B. LE STATUT SCOLAIRE SOUS PRESSION

1. La carte régionale des formations professionnelles depuis le vote de la loi de refondation de l'école

Plus encore que les tentatives de régionalisation du service public de l'orientation, c'est la mise en place des cartes régionales des formations professionnelles initiales qui suscite le scepticisme et les interrogations de votre rapporteure pour avis.

Aux termes d'un long débat, grâce auquel votre rapporteure pour avis a obtenu de modestes garanties afin de préserver les prérogatives des recteurs, l'article 29 de la loi pour la refondation de l'école de la République a inséré un nouvel article L. 214-13-1 dans le code de l'éducation. Il prévoit que c haque année, les autorités académiques recensent par ordre de priorité les ouvertures et fermetures qu'elles estiment nécessaires de sections de formation professionnelle initiale. Parallèlement, la région, après concertation avec les branches professionnelles et les organisations syndicales professionnelles des employeurs et des salariés concernés, procède au même classement.

Dans le cadre d'une convention annuelle signée par les autorités académiques et la région, celles-ci procèdent au classement par ordre de priorité des ouvertures et fermetures de sections de formation professionnelle initiale, en fonction des moyens disponibles.

Chaque année, après accord du recteur, la région arrête la carte régionale des formations professionnelles initiales, conformément à la convention et aux décisions d'ouverture et de fermeture de formations par l'apprentissage qu'elle aura prises.

Cette carte sera mise en oeuvre par la région et par l'État dans l'exercice de leurs compétences respectives. Elle devra être communiquée aux organismes et services participant au service public de l'orientation. Les autorités académiques mettront en oeuvre les ouvertures et fermetures de sections de formation professionnelle initiale sous statut scolaire en fonction des moyens disponibles et conformément au classement inscrit dans la convention.

Les dispositions de la loi du 8 juillet 2013 ne permettent cependant pas de répondre aux interrogations essentielles que votre rapporteure pour avis avait formulées les années précédentes. Pour mener à bien l'élaboration des cartes de formation, il faudrait au moins résoudre les trois noeuds de difficulté suivants :

- sur le plan de la méthode, quelle répartition des rôles entre les présidents de conseils régionaux et les recteurs prévaudra-t-elle ?

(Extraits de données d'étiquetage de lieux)
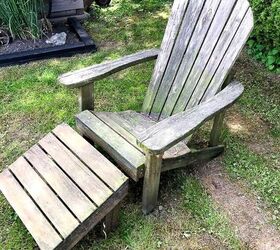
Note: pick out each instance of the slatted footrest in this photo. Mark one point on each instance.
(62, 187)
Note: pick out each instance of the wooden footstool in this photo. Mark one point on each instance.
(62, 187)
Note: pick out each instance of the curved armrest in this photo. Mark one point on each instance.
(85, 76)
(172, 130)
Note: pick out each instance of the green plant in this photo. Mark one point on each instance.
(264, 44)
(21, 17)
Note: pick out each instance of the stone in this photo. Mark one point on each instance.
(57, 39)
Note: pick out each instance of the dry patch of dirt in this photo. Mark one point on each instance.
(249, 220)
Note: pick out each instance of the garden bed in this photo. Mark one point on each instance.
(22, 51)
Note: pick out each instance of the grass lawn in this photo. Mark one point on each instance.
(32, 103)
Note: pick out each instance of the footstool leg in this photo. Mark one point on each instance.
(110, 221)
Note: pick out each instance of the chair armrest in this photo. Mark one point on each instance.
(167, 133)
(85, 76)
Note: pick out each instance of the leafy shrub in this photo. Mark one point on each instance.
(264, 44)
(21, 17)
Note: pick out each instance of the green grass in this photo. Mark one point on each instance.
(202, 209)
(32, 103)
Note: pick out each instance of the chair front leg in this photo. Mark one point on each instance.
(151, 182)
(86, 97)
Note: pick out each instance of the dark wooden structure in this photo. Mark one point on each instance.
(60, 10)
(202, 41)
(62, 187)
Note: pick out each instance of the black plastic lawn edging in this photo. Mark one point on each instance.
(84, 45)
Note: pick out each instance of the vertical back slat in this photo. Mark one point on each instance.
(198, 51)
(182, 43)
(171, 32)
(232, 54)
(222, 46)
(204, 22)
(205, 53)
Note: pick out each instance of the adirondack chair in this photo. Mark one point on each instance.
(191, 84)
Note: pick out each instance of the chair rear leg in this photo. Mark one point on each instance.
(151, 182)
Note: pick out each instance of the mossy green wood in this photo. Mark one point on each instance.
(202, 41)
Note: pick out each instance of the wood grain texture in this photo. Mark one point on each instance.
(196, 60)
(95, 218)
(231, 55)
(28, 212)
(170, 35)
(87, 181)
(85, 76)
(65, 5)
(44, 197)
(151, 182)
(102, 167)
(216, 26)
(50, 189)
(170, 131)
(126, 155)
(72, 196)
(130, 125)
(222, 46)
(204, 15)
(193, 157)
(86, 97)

* * *

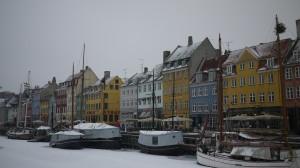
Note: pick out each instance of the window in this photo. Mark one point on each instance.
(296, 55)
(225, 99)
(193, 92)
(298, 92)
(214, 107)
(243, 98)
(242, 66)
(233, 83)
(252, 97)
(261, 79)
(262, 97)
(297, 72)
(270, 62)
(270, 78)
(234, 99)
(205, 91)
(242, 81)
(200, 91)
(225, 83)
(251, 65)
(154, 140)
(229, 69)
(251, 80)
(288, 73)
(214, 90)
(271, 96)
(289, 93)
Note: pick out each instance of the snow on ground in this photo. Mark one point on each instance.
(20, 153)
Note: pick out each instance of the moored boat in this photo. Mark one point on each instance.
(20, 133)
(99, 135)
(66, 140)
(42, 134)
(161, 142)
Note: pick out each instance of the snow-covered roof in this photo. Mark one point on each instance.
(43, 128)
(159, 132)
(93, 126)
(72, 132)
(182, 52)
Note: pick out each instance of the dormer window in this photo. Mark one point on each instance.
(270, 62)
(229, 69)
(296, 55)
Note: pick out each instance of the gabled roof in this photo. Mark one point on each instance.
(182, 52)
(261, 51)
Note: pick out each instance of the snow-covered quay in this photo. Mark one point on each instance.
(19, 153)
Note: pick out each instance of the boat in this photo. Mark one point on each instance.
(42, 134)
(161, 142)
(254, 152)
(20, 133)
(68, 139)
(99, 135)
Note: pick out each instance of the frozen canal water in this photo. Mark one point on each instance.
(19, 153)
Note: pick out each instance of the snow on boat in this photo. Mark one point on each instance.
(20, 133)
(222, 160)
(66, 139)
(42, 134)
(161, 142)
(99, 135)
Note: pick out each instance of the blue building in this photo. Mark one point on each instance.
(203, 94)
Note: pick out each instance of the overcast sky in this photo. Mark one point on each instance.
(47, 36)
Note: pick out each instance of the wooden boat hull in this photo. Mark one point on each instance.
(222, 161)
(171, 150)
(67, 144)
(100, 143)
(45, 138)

--

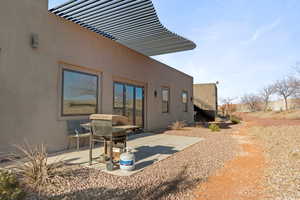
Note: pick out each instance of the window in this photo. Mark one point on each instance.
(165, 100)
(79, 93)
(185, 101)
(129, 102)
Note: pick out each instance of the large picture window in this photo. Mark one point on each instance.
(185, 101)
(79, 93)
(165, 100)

Consigne A:
Recopiez, s'il vous plaît, le passage du texte sur la carte des formations professionnelles allant de « Cette carte sera » à « dans la convention. ».
Consigne B:
Rédigez la suite du texte sur la carte des formations professionnelles.
Ces données ne sont pas nécessaires.

Résultat final A:
Cette carte sera mise en oeuvre par la région et par l'État dans l'exercice de leurs compétences respectives. Elle devra être communiquée aux organismes et services participant au service public de l'orientation. Les autorités académiques mettront en oeuvre les ouvertures et fermetures de sections de formation professionnelle initiale sous statut scolaire en fonction des moyens disponibles et conformément au classement inscrit dans la convention.

Résultat final B:
- sur le plan des principes éducatifs, comment éviter l'aggravation des inégalités sociales et territoriales entre les élèves ?

- sur le plan de la stratégie économique de moyen et de long terme, comment tenir compte des besoins nationaux de développement des qualifications et des métiers ?

Les inspections générales elles-mêmes considèrent que l'analyse des partenariats entre les conseils régionaux et les recteurs révèlent des situations disparates. 6 ( * )

Certaines académies travaillent de façon étroite avec la région. C'est le cas par exemple en Champagne-Ardenne d'après le témoignage du recteur de l'académie de Reims que votre rapporteure pour avis a auditionné : après des tâtonnements et des imprécisions qui avaient conduit tout de même le recteur à différer la signature du contrat de plan régional des formations (CPRDF), un partenariat stable semble s'être noué. Des relations de confiance se sont installées. Les arbitrages après consultation des établissements et des branches professionnelles se sont déroulés dans un climat de dialogue. Le recteur qui garde la maîtrise des affectations d'enseignants a conservé son pouvoir de trancher dans les cas où il considérait que les formations ne comportaient pas assez de débouchés ou ne correspondaient pas suffisamment à la demande des familles.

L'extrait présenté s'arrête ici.